====== Document excerpt
Set Theory/Relations

To define relations on sets we must have a concept of an ordered pair, as opposed to the unordered pairs the axiom of pair gives. To have a rigorous definition of ordered pair, we aim to satisfy one important property, namely, for sets a,b,c and d, ${\displaystyle (a,b)=(c,d)⟺a=c\wedge b=d}$.

As it stands, there are many ways to define an ordered pair to satisfy this property. A simple definition, then is ${\displaystyle (a,b)=\{\{a\},\{a,b\}\}}$. (This is true simply by definition. It is a convention that we can usefully build upon, and has no deeper significance.)

Template:Theorem and proof

Using the definiton of ordered pairs, we now introduce the notion of a binary relation.

The simplest definition of a binary relation is a set of ordered pairs. More formally, a set ${\displaystyle R}$ is a relation if ${\displaystyle z\in R\to z=(x,y)}$ for some x,y. We can simplify the notation and write ${\displaystyle (x,y)\in R}$ or simply ${\displaystyle xRy}$.
============
====== Supplied entries
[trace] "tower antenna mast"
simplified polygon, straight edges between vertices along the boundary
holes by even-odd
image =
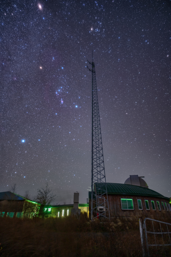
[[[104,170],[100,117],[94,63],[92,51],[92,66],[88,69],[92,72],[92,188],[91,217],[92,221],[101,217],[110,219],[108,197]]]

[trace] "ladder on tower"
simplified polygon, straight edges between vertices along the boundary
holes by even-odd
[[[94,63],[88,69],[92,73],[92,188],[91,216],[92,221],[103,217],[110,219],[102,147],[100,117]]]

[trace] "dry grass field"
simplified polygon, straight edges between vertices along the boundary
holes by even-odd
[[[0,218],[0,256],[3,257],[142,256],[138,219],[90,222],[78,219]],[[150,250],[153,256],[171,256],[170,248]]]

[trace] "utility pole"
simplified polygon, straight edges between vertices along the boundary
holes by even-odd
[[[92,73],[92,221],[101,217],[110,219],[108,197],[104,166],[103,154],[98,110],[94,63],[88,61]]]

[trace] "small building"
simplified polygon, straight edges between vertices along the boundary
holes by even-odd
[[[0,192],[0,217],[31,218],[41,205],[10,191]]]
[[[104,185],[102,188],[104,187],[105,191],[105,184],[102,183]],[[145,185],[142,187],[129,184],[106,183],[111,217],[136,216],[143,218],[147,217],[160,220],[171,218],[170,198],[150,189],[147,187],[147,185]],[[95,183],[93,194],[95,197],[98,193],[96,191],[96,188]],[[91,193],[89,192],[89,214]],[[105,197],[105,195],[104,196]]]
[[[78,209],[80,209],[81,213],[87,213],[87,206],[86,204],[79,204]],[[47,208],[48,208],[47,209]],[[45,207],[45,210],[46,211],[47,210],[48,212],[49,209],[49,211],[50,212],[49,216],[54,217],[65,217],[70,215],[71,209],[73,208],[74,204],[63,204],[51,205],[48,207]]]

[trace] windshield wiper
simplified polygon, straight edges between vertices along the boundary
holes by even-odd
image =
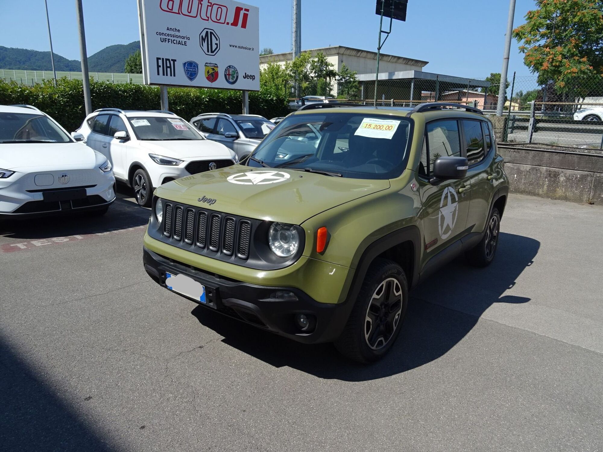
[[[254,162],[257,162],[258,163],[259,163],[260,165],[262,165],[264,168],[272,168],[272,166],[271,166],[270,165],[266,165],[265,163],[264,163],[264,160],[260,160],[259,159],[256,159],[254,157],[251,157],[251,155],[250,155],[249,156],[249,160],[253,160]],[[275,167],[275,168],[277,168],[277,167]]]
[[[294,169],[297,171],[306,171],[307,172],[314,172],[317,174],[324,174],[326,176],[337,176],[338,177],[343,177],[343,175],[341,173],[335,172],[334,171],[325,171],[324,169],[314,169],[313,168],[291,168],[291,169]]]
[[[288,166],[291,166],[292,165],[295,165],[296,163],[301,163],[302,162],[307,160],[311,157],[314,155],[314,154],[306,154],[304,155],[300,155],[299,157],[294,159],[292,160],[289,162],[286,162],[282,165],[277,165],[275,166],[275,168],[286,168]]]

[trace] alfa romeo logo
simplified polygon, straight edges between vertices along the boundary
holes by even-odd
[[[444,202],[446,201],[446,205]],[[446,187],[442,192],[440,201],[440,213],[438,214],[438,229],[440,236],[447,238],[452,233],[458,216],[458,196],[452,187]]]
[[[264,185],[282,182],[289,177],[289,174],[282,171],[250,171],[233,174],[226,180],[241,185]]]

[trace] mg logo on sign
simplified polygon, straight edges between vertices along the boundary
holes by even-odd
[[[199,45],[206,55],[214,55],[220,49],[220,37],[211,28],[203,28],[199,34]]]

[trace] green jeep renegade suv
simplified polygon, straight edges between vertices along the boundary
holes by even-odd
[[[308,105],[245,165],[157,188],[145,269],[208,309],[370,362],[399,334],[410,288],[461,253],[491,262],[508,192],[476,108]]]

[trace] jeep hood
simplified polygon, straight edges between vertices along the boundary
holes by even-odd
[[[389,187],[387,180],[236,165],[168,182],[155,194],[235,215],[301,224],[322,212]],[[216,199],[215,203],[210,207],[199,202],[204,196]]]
============
====== Supplied entries
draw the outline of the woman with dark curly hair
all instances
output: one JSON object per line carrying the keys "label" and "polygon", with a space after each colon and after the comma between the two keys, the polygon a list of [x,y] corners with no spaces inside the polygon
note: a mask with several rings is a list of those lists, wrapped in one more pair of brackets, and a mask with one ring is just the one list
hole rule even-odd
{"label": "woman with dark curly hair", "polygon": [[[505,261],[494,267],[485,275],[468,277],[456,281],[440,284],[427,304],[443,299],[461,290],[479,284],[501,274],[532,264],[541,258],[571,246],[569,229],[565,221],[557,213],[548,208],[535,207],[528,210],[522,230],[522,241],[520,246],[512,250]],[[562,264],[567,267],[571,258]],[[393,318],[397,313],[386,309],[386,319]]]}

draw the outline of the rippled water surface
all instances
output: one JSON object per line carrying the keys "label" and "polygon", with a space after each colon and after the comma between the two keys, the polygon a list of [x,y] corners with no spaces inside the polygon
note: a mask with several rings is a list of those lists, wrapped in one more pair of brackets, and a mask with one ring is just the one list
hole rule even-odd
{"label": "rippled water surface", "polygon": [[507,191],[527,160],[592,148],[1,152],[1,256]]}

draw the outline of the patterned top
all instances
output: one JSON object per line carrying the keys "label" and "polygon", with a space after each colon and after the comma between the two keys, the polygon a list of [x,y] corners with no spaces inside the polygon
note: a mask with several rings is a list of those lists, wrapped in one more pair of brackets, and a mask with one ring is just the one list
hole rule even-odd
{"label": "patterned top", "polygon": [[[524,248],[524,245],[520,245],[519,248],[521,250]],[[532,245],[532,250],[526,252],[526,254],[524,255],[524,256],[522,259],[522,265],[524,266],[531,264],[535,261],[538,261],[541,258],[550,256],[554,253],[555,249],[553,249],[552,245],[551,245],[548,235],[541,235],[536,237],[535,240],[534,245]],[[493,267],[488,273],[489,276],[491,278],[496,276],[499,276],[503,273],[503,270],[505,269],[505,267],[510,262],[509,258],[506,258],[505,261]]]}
============
====== Supplied entries
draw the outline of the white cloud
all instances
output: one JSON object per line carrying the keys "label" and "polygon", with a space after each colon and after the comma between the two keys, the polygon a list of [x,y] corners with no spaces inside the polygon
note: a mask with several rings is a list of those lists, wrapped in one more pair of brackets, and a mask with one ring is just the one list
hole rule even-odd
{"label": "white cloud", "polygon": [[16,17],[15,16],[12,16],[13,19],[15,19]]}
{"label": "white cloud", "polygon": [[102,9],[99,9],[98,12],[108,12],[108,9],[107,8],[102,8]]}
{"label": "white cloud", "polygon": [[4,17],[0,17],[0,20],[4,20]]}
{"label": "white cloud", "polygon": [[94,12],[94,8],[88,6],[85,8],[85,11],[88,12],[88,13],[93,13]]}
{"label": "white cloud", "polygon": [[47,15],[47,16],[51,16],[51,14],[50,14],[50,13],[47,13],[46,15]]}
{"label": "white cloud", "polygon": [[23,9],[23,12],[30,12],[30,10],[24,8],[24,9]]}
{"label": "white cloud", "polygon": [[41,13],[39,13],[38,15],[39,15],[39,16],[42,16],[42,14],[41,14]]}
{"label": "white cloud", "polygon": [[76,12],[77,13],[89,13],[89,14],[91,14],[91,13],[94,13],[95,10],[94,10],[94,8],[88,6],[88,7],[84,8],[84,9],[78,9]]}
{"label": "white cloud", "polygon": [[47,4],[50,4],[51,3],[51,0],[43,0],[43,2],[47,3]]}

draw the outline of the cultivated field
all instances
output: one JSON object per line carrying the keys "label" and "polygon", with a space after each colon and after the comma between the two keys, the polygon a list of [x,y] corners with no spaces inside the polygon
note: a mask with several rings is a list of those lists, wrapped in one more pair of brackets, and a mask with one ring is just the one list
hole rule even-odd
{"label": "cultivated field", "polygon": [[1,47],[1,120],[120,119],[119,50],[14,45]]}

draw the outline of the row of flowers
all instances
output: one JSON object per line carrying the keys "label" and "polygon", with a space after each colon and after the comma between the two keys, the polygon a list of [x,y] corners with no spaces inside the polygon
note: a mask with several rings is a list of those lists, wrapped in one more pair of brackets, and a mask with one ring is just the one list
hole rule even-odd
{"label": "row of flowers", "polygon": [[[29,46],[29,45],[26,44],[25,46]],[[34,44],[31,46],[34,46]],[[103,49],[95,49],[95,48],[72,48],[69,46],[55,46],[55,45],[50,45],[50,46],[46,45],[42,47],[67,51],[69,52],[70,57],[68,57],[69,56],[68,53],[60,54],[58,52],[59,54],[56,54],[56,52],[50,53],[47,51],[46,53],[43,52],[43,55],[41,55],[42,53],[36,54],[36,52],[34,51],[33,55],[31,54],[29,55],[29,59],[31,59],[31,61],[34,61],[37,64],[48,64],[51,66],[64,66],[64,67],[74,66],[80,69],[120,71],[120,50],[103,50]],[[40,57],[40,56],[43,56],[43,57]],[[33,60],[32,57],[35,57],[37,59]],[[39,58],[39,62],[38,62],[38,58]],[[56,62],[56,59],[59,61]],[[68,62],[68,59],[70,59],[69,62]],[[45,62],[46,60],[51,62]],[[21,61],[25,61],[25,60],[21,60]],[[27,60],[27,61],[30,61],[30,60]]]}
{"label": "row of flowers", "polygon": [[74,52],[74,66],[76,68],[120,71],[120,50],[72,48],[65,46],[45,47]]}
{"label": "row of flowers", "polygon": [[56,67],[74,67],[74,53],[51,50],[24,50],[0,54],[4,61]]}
============
→ Problem requirements: Transcribe the passage on relations, everything from "Set Theory/Relations" down to "no deeper significance.)". The items were drawn from a separate source.

→ Result of this exercise:
Set Theory/Relations

To define relations on sets we must have a concept of an ordered pair, as opposed to the unordered pairs the axiom of pair gives. To have a rigorous definition of ordered pair, we aim to satisfy one important property, namely, for sets a,b,c and d, ${\displaystyle (a,b)=(c,d)⟺a=c\wedge b=d}$.

As it stands, there are many ways to define an ordered pair to satisfy this property. A simple definition, then is ${\displaystyle (a,b)=\{\{a\},\{a,b\}\}}$. (This is true simply by definition. It is a convention that we can usefully build upon, and has no deeper significance.)